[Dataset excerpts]
------------------------------------------------

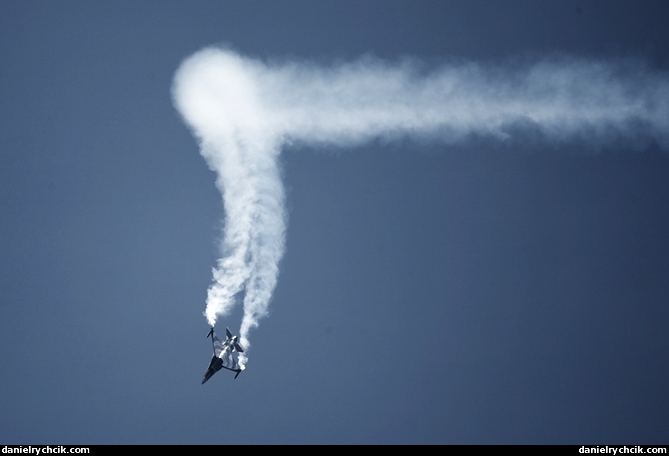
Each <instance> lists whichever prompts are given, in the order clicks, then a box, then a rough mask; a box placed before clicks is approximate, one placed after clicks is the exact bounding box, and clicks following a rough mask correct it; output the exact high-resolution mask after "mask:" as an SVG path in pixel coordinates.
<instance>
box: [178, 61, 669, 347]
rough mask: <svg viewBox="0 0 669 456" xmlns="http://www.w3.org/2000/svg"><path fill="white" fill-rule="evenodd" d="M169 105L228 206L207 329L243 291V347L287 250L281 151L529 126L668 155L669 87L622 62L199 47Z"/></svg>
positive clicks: (178, 82) (209, 306)
mask: <svg viewBox="0 0 669 456" xmlns="http://www.w3.org/2000/svg"><path fill="white" fill-rule="evenodd" d="M173 98H174V102H175V106H176V107H177V109H178V110H179V112H180V113H181V114H182V116H183V117H184V119H185V121H186V122H187V123H188V125H189V126H190V127H191V129H192V130H193V132H194V134H195V135H196V136H197V138H198V139H199V142H200V145H201V151H202V155H203V156H204V157H205V159H206V161H207V163H208V165H209V167H210V168H211V169H212V170H214V171H215V172H216V173H217V175H218V179H217V185H218V188H219V189H220V191H221V193H222V194H223V200H224V205H225V211H226V223H225V229H224V239H223V244H222V251H223V255H224V256H223V258H222V259H220V260H219V261H218V267H217V268H216V269H215V270H214V283H213V284H212V285H211V287H210V288H209V291H208V296H207V307H206V312H205V314H206V317H207V321H208V322H209V324H211V325H213V324H215V322H216V319H217V318H218V317H219V316H222V315H225V314H226V313H228V312H229V311H230V309H231V308H232V306H233V305H234V303H235V299H236V297H237V295H239V294H240V293H242V292H244V317H243V321H242V327H241V329H240V333H241V334H240V335H241V337H242V341H243V342H244V343H246V344H248V338H247V336H248V331H249V329H250V328H251V327H254V326H257V321H258V318H260V317H262V316H263V315H265V314H266V312H267V305H268V303H269V300H270V298H271V295H272V292H273V290H274V287H275V286H276V280H277V274H278V263H279V261H280V260H281V257H282V255H283V252H284V245H285V219H286V216H285V210H284V190H283V186H282V183H281V179H280V171H279V166H278V164H277V159H278V155H279V153H280V149H281V146H282V145H284V144H286V143H291V142H301V143H307V144H314V143H328V144H334V145H342V146H343V145H352V144H357V143H362V142H364V141H367V140H370V139H372V138H375V137H386V138H390V139H392V138H394V137H400V136H405V135H411V136H415V137H424V138H431V139H438V140H442V141H447V142H455V141H462V140H466V139H467V138H468V137H470V136H476V135H487V136H494V137H498V138H502V139H504V138H508V137H510V136H513V134H514V132H521V131H523V130H528V129H531V130H534V131H538V132H540V133H541V134H542V136H543V137H544V138H545V140H546V141H548V142H551V143H554V142H562V141H574V140H578V141H586V142H587V143H588V144H590V145H591V146H600V145H606V144H607V143H610V142H612V141H617V140H624V141H627V142H634V141H637V140H654V141H656V142H657V143H658V144H660V145H661V146H663V147H665V148H667V147H668V146H669V78H668V77H667V75H666V74H664V73H659V72H653V71H651V70H649V69H648V68H646V67H644V66H643V65H641V64H639V63H631V62H623V61H618V62H605V61H590V60H583V59H580V60H579V59H568V58H553V59H545V60H539V61H535V62H529V63H528V62H526V63H522V64H519V63H513V64H509V65H506V66H503V65H498V66H486V65H481V64H475V63H464V64H455V65H447V66H443V67H441V68H437V69H435V70H433V71H425V70H423V69H421V68H420V65H417V64H415V63H412V62H403V63H399V64H389V63H384V62H381V61H379V60H376V59H373V58H363V59H360V60H358V61H356V62H353V63H348V64H339V65H333V66H330V67H324V66H317V65H314V64H310V63H305V62H279V63H277V62H271V63H263V62H260V61H257V60H253V59H249V58H245V57H242V56H240V55H238V54H236V53H234V52H232V51H230V50H226V49H220V48H207V49H204V50H202V51H200V52H198V53H196V54H195V55H193V56H192V57H190V58H188V59H187V60H186V61H185V62H184V63H183V64H182V65H181V67H180V68H179V70H178V72H177V74H176V76H175V80H174V86H173Z"/></svg>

------------------------------------------------

Pick out and copy the lines of the entries that hold the string "instance".

Each <instance> lists whichever prompts are given, in the order clicks, then a box, then a rough mask; a box placed before clicks is approximate, one placed after clicks is the exact bounding box, and clicks following a rough mask correct it; output the exact high-resolution mask after "mask:" as an SVG path in pixel coordinates.
<instance>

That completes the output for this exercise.